### Stated problem
Omit the images, then output each of the records below exactly.

### Given data

++++++++++

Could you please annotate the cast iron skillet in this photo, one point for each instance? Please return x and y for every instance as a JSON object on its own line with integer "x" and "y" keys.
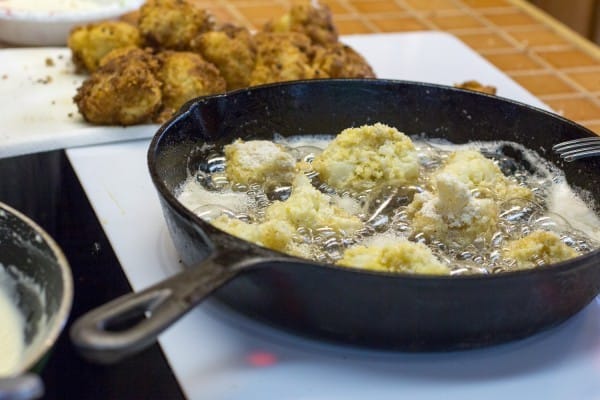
{"x": 389, "y": 311}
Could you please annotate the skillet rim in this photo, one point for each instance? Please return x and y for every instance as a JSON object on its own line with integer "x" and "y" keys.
{"x": 569, "y": 265}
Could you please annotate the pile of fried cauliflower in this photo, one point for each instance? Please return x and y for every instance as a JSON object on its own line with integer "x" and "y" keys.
{"x": 143, "y": 71}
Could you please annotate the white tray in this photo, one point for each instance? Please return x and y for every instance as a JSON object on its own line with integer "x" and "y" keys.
{"x": 218, "y": 355}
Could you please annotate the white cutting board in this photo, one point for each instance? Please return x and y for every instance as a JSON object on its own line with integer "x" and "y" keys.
{"x": 217, "y": 355}
{"x": 37, "y": 86}
{"x": 37, "y": 112}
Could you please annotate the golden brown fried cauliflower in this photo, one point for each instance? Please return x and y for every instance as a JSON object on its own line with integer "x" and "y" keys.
{"x": 340, "y": 61}
{"x": 90, "y": 43}
{"x": 482, "y": 174}
{"x": 538, "y": 248}
{"x": 282, "y": 57}
{"x": 394, "y": 255}
{"x": 452, "y": 215}
{"x": 359, "y": 159}
{"x": 124, "y": 91}
{"x": 172, "y": 24}
{"x": 259, "y": 161}
{"x": 233, "y": 52}
{"x": 310, "y": 18}
{"x": 185, "y": 75}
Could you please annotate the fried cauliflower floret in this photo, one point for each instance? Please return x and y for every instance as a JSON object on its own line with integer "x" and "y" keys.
{"x": 90, "y": 43}
{"x": 452, "y": 215}
{"x": 310, "y": 18}
{"x": 281, "y": 57}
{"x": 394, "y": 255}
{"x": 184, "y": 76}
{"x": 259, "y": 161}
{"x": 305, "y": 209}
{"x": 340, "y": 61}
{"x": 275, "y": 235}
{"x": 232, "y": 51}
{"x": 310, "y": 209}
{"x": 538, "y": 248}
{"x": 124, "y": 91}
{"x": 480, "y": 173}
{"x": 358, "y": 159}
{"x": 172, "y": 24}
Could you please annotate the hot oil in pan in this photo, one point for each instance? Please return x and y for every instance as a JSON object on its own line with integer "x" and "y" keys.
{"x": 554, "y": 207}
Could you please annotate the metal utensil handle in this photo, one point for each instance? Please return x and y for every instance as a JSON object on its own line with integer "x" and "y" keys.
{"x": 96, "y": 334}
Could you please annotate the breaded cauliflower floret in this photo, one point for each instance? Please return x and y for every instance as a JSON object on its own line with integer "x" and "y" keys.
{"x": 233, "y": 52}
{"x": 184, "y": 76}
{"x": 90, "y": 43}
{"x": 281, "y": 57}
{"x": 310, "y": 18}
{"x": 310, "y": 209}
{"x": 453, "y": 215}
{"x": 275, "y": 235}
{"x": 124, "y": 91}
{"x": 538, "y": 248}
{"x": 340, "y": 61}
{"x": 172, "y": 24}
{"x": 361, "y": 158}
{"x": 394, "y": 255}
{"x": 306, "y": 209}
{"x": 478, "y": 172}
{"x": 259, "y": 161}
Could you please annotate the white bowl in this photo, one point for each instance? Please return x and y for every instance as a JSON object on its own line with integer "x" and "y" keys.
{"x": 48, "y": 23}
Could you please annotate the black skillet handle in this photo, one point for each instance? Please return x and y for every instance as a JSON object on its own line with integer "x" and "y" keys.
{"x": 99, "y": 335}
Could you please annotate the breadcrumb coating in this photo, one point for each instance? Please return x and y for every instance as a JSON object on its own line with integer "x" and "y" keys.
{"x": 394, "y": 255}
{"x": 310, "y": 209}
{"x": 172, "y": 24}
{"x": 452, "y": 215}
{"x": 310, "y": 18}
{"x": 259, "y": 161}
{"x": 275, "y": 235}
{"x": 123, "y": 91}
{"x": 184, "y": 76}
{"x": 482, "y": 174}
{"x": 281, "y": 57}
{"x": 338, "y": 60}
{"x": 359, "y": 159}
{"x": 538, "y": 248}
{"x": 232, "y": 50}
{"x": 90, "y": 43}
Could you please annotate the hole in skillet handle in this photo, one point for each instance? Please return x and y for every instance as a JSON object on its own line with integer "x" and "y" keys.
{"x": 130, "y": 323}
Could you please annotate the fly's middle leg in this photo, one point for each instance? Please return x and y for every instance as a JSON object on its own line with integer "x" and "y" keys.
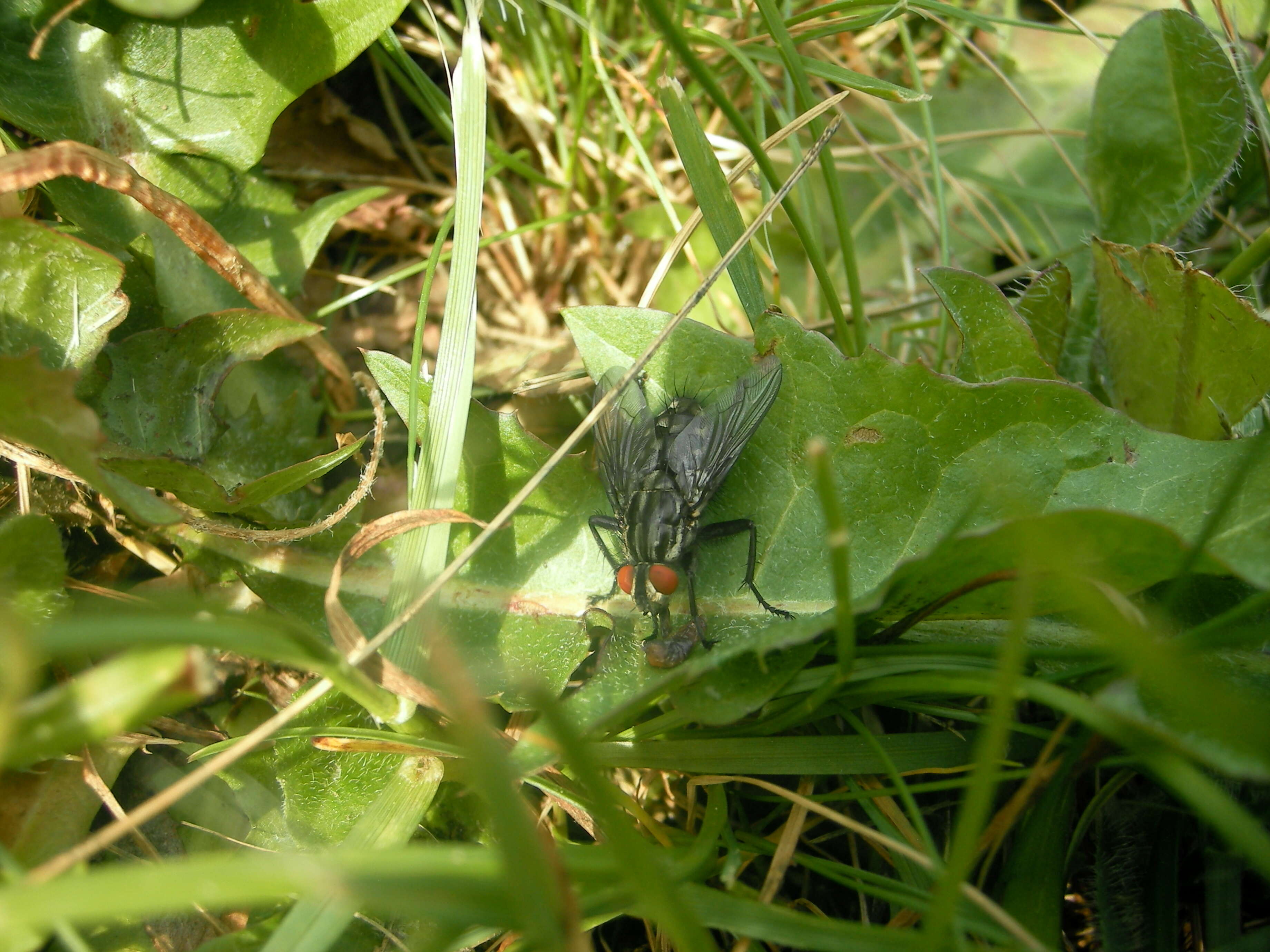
{"x": 605, "y": 522}
{"x": 734, "y": 527}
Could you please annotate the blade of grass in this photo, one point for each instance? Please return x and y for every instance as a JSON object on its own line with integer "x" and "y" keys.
{"x": 895, "y": 846}
{"x": 714, "y": 198}
{"x": 433, "y": 103}
{"x": 990, "y": 751}
{"x": 160, "y": 801}
{"x": 676, "y": 41}
{"x": 422, "y": 554}
{"x": 738, "y": 172}
{"x": 619, "y": 112}
{"x": 412, "y": 270}
{"x": 444, "y": 881}
{"x": 535, "y": 877}
{"x": 804, "y": 98}
{"x": 932, "y": 158}
{"x": 642, "y": 866}
{"x": 906, "y": 795}
{"x": 412, "y": 444}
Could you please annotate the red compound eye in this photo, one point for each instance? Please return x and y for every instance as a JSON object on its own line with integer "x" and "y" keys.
{"x": 663, "y": 578}
{"x": 627, "y": 578}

++++++++++

### Response for this exercise
Could you please annotate the cast iron skillet in this photo, one point for each instance? Please return x and y for every instance as a JSON object on its own line with integer "x" and "y" keys.
{"x": 389, "y": 311}
Could you please annotate the skillet rim in this photo, one point for each instance? Please return x and y for every instance as a JSON object on its own line with integer "x" and "y" keys.
{"x": 569, "y": 265}
Could you please annotate the pile of fried cauliflower in this photo, one point for each instance? Please return x and y for every instance as a JSON object on its own line with integer "x" and "y" keys.
{"x": 143, "y": 71}
Could you please annotate the white tray in this photo, one point for each instance? Please return x and y for every instance as a JSON object on its own line with integer "x" and "y" keys.
{"x": 218, "y": 355}
Could you please annotate the white cutting board in this photo, one point for each instance? Please return x and y for every instance as a JSON object on its own line with integer "x" and "y" keys.
{"x": 217, "y": 355}
{"x": 37, "y": 86}
{"x": 37, "y": 112}
Could you please annotate the golden brown fried cauliflower in this photo, one point for each instance? Please return x and y for every instance as a JSON object on its own line with integer "x" and "y" keys.
{"x": 340, "y": 61}
{"x": 90, "y": 43}
{"x": 482, "y": 174}
{"x": 538, "y": 248}
{"x": 282, "y": 57}
{"x": 394, "y": 255}
{"x": 452, "y": 215}
{"x": 359, "y": 159}
{"x": 124, "y": 91}
{"x": 172, "y": 24}
{"x": 259, "y": 161}
{"x": 233, "y": 52}
{"x": 310, "y": 18}
{"x": 185, "y": 75}
Could you please annotate the fried cauliflower floret in this photo, one point for each instance? Please return x and y for every instance as a JSON object on its own line with integer "x" and "y" keys.
{"x": 90, "y": 43}
{"x": 452, "y": 215}
{"x": 310, "y": 18}
{"x": 281, "y": 57}
{"x": 394, "y": 255}
{"x": 184, "y": 76}
{"x": 259, "y": 161}
{"x": 305, "y": 209}
{"x": 340, "y": 61}
{"x": 275, "y": 235}
{"x": 232, "y": 51}
{"x": 310, "y": 209}
{"x": 538, "y": 248}
{"x": 124, "y": 91}
{"x": 480, "y": 173}
{"x": 358, "y": 159}
{"x": 172, "y": 24}
Could you please annotate the hot oil in pan in this photo, one point for each instance? Please return x and y for every instance as a JSON object on its own line with integer "x" and "y" keys.
{"x": 554, "y": 207}
Could you please annotate the metal utensil handle in this photo, one point for each instance? Please return x and y for every instance as a JSON object on its own line with integer "x" and "y" keys.
{"x": 96, "y": 334}
Could you please annotate the breaded cauliflower floret in this photo, one point for each instance? Please return x and y for every instance as a JSON object on its own line with integer "x" and "y" keys.
{"x": 233, "y": 52}
{"x": 184, "y": 76}
{"x": 90, "y": 43}
{"x": 281, "y": 57}
{"x": 310, "y": 18}
{"x": 310, "y": 209}
{"x": 453, "y": 215}
{"x": 275, "y": 235}
{"x": 124, "y": 91}
{"x": 538, "y": 248}
{"x": 340, "y": 61}
{"x": 172, "y": 24}
{"x": 361, "y": 158}
{"x": 394, "y": 255}
{"x": 306, "y": 209}
{"x": 478, "y": 172}
{"x": 259, "y": 161}
Could you please annotate the white bowl in this photo, one point for each instance? Please return x and y for every instance as a JSON object on its own line with integer "x" and "y" keys.
{"x": 48, "y": 23}
Could you please annotate the black skillet handle in this photo, one point for each instance? Please return x and y for every instance as a JSON object on its own line with integer "x" and "y" keys.
{"x": 99, "y": 335}
Could you please annotate the breadcrumb coating in this photo, one point for each instance? Please return x and y for every instance as a JSON object on its own line with integer "x" and "y" keys.
{"x": 394, "y": 255}
{"x": 310, "y": 209}
{"x": 172, "y": 24}
{"x": 452, "y": 215}
{"x": 310, "y": 18}
{"x": 259, "y": 161}
{"x": 275, "y": 235}
{"x": 123, "y": 91}
{"x": 184, "y": 76}
{"x": 482, "y": 174}
{"x": 281, "y": 57}
{"x": 338, "y": 60}
{"x": 359, "y": 159}
{"x": 538, "y": 248}
{"x": 232, "y": 50}
{"x": 90, "y": 43}
Could you please annotate the hole in skillet handle in this photo, one point for each instance? Please return x and y for every instance as a JSON object on its own line with integer "x" and "y" keys.
{"x": 130, "y": 323}
Could you please annotate the fly's middle leg in this photo, one point for each instance? Please return x and y for every instance as a JSON object on its own line with integer "x" and "y" keys.
{"x": 605, "y": 522}
{"x": 734, "y": 527}
Could you please annotate the blade of grass in this photo, one point for each instance? Please return x and y for every instance as a JSON object on its own line with integer "x" and "y" keys.
{"x": 895, "y": 846}
{"x": 714, "y": 198}
{"x": 433, "y": 103}
{"x": 990, "y": 751}
{"x": 160, "y": 801}
{"x": 676, "y": 41}
{"x": 422, "y": 554}
{"x": 738, "y": 172}
{"x": 619, "y": 112}
{"x": 412, "y": 270}
{"x": 444, "y": 881}
{"x": 535, "y": 877}
{"x": 804, "y": 98}
{"x": 932, "y": 158}
{"x": 642, "y": 866}
{"x": 906, "y": 795}
{"x": 412, "y": 444}
Could you please annotate the red compound eye in this photo, one point for each instance? Please return x and y for every instance as a JSON object on its own line with integer "x" and "y" keys.
{"x": 663, "y": 578}
{"x": 627, "y": 578}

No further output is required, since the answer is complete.